▸ **EXERCISE GOAL**
Would you retype exactly the lines below, starting with the one that has "For each instance of the entrance" and going on through the one that has "For each instance of the beige", with no pictures and nothing else?

▸ **LISTED ENTRIES**

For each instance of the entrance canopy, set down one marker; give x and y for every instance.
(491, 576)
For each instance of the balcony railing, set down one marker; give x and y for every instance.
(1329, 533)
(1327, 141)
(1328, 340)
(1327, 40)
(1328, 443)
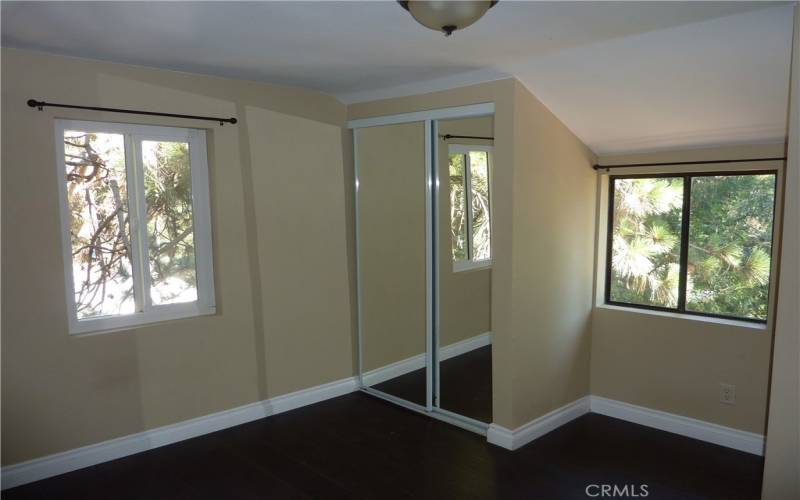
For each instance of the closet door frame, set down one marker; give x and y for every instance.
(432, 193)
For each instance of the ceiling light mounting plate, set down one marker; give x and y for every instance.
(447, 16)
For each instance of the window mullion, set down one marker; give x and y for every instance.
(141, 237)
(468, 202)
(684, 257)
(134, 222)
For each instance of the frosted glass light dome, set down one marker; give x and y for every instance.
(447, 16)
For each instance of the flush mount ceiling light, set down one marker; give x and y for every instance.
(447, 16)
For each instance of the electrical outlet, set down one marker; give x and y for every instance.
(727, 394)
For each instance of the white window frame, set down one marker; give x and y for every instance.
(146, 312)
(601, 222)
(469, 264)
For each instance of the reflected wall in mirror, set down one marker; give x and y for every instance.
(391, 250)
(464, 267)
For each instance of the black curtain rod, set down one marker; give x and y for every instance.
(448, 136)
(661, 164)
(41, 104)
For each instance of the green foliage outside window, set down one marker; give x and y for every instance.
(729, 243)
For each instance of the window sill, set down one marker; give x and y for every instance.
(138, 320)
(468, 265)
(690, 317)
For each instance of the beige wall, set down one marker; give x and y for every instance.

--

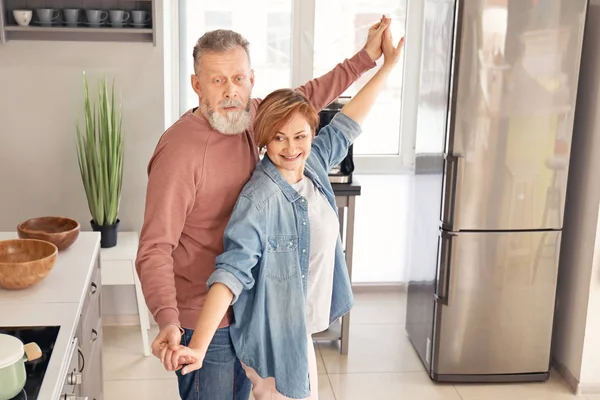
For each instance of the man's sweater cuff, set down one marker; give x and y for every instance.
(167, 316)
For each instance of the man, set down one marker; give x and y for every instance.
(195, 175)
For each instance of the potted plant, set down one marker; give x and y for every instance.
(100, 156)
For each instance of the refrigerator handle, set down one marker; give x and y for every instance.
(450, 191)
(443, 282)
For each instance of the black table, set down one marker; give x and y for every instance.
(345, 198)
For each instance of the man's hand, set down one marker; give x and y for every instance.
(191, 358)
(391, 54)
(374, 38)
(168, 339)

▸ **REPLY**
For each instance of the entrance canopy, set down one marker; give x and y for every instance.
(491, 576)
For each instance of the balcony railing, set down one marker; give x and y for every instance.
(1329, 533)
(1327, 141)
(1328, 340)
(1327, 40)
(1328, 443)
For each instance of the closet door frame, set down one marker; give x and y for every instance.
(432, 193)
For each instance of the ceiling light mounting plate, set down one marker; give x and y for every instance.
(447, 16)
For each instance of the window mullion, set down one marker; give x and y for every instance.
(141, 237)
(468, 202)
(684, 257)
(134, 222)
For each instance of the frosted glass light dome, set down one marker; give x and y for every instance.
(447, 16)
For each instance of the flush mount ceiling light, set down one marker; give x and y for every instance.
(447, 16)
For each instance of the electrical outlet, set down one marker; give x and y for every instance.
(727, 394)
For each instance of the white window frame, set down one marker; give x and y for every instance.
(146, 312)
(601, 222)
(469, 264)
For each instance of the reflected wall in mirror, set down one marker; give x and y for every instance.
(391, 250)
(464, 267)
For each instance of the black curtain rod, set down one marker; give x and y for every instance.
(448, 136)
(661, 164)
(41, 104)
For each instance of the green foliage outside window, set down one marker; give x and y for every instance.
(729, 243)
For each instance of the window sill, set down one marker; give x and y for every instance.
(138, 320)
(468, 265)
(690, 317)
For each instance of the beige wall, set down one marker; give x and y for every instance.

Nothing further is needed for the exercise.